- Goal:
Below is a set of records; restate each one word for word.

--------------------

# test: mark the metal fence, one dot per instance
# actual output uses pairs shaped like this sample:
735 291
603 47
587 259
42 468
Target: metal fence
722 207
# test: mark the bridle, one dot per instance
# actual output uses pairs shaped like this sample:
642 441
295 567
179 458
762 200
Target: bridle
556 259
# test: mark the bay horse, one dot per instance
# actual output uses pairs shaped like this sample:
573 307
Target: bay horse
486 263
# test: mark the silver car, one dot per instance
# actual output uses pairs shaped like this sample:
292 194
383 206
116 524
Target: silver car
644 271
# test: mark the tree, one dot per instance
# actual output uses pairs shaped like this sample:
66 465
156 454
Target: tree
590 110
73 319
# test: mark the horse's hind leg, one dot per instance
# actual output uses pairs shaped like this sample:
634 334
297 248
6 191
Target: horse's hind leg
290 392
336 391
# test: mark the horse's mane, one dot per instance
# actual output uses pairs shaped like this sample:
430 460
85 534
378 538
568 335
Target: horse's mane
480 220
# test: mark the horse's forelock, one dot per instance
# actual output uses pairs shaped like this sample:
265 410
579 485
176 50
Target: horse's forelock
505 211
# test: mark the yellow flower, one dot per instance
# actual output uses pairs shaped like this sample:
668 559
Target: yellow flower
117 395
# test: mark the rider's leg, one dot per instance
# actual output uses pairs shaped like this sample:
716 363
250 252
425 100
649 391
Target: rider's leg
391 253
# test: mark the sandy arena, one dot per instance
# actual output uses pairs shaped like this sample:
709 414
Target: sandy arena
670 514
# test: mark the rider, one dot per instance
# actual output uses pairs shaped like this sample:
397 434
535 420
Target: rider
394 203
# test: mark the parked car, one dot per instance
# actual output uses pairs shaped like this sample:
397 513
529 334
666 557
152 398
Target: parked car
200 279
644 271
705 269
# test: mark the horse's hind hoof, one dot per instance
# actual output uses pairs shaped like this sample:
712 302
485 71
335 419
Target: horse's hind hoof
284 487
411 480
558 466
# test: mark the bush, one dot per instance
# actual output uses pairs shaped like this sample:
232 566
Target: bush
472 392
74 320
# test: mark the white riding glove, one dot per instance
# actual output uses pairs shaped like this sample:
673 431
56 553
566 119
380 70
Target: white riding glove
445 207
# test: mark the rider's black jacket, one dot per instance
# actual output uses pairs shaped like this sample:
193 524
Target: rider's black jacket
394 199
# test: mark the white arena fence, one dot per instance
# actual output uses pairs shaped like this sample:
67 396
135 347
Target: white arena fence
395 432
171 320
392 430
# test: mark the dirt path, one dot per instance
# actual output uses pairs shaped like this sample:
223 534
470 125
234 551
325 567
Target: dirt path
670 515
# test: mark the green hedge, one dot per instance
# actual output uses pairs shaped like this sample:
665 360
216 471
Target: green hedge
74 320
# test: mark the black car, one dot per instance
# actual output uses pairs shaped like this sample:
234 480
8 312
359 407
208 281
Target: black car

--------------------

- The response:
# test: mark the metal fence, one dot per instance
# actual output uses pairs shaped like this sample:
735 291
603 47
587 259
42 468
Target: metal fence
722 207
# test: mark the bridle, one dot per instance
# actual output uses pairs shaped like this sample:
642 441
295 567
179 458
762 200
Target: bridle
556 259
# test: mark the bay horse, one dot per instance
# actual output uses pairs shaped like this sample:
573 307
Target: bay horse
486 263
# test: mark the silver car, one dot per instance
# actual output uses pairs shaped like this sample:
292 194
383 206
116 524
Target: silver car
644 271
# test: mark the tree, one dot per instance
# actual output uses pairs shaped like this sample:
66 465
156 454
Target: tree
590 110
73 319
# test: mark the horse's hind leg, one dot per instance
# actual output uses pairs shaped like this sample:
634 334
297 248
6 191
Target: horse's hind leg
290 392
336 391
# test: mark the horse's mane, one dot per instance
# actual output uses pairs shaped like this sample:
430 460
85 534
378 538
568 335
Target: horse's mane
480 220
# test: mark the horse's forelock, one dot per instance
# actual output uses pairs shaped like this sample:
265 410
579 485
176 50
Target: horse's forelock
505 211
# test: mark the yellow flower, one dot per instance
# actual output uses pairs shaped like this sample:
668 559
Target: yellow flower
117 395
# test: mark the rider's leg, one dot per instance
# actual output uses pairs shaped like this sample:
716 363
250 252
425 100
649 391
Target: rider's leg
391 253
# test: mark the sandy arena, one dot per instance
# actual output uses pairs shaped like this sample:
709 414
Target: sandy arena
670 514
# test: mark the rider, one dot per instance
# actual output uses pairs shaped like this sample:
397 434
535 420
Target: rider
394 203
# test: mark the parked car, one dot per instance
# actual output uses pairs shaped like this sample:
397 513
529 334
666 557
152 398
Target: parked car
200 279
644 271
705 269
# test: mark the horse's hind hoof, one dot per instance
# actual output uses pairs shaped like this sample:
712 302
485 71
335 419
Target: horse's hind hoof
284 487
411 480
558 466
# test: mark the bush, one dot per instance
# actual output uses pairs shaped like this sample:
232 566
Target: bush
472 392
74 320
# test: mark the white riding glove, one dot per instance
# actual output uses pairs shaped like this sample:
673 431
56 553
566 119
380 70
Target: white riding glove
445 207
# test: mark the rider's black jacket, one dot per instance
# actual output uses pairs shaped like this sample:
193 524
Target: rider's black jacket
394 199
# test: mark the white arena fence, one dot per instance
# actual output uses pairs shaped like this sample:
67 396
135 347
Target: white arena fence
395 432
171 320
392 430
# test: mark the dirt path, one dot per instance
# actual output uses pairs shaped like this sample:
223 534
470 125
234 551
325 567
Target: dirt path
670 515
# test: mark the green hedge, one dot per instance
# actual output uses pairs shaped like this sample:
665 360
216 471
Target: green hedge
74 320
# test: mark the black car, one dot per instance
# actual output uses pairs shaped like this sample:
234 480
8 312
359 407
208 281
Target: black car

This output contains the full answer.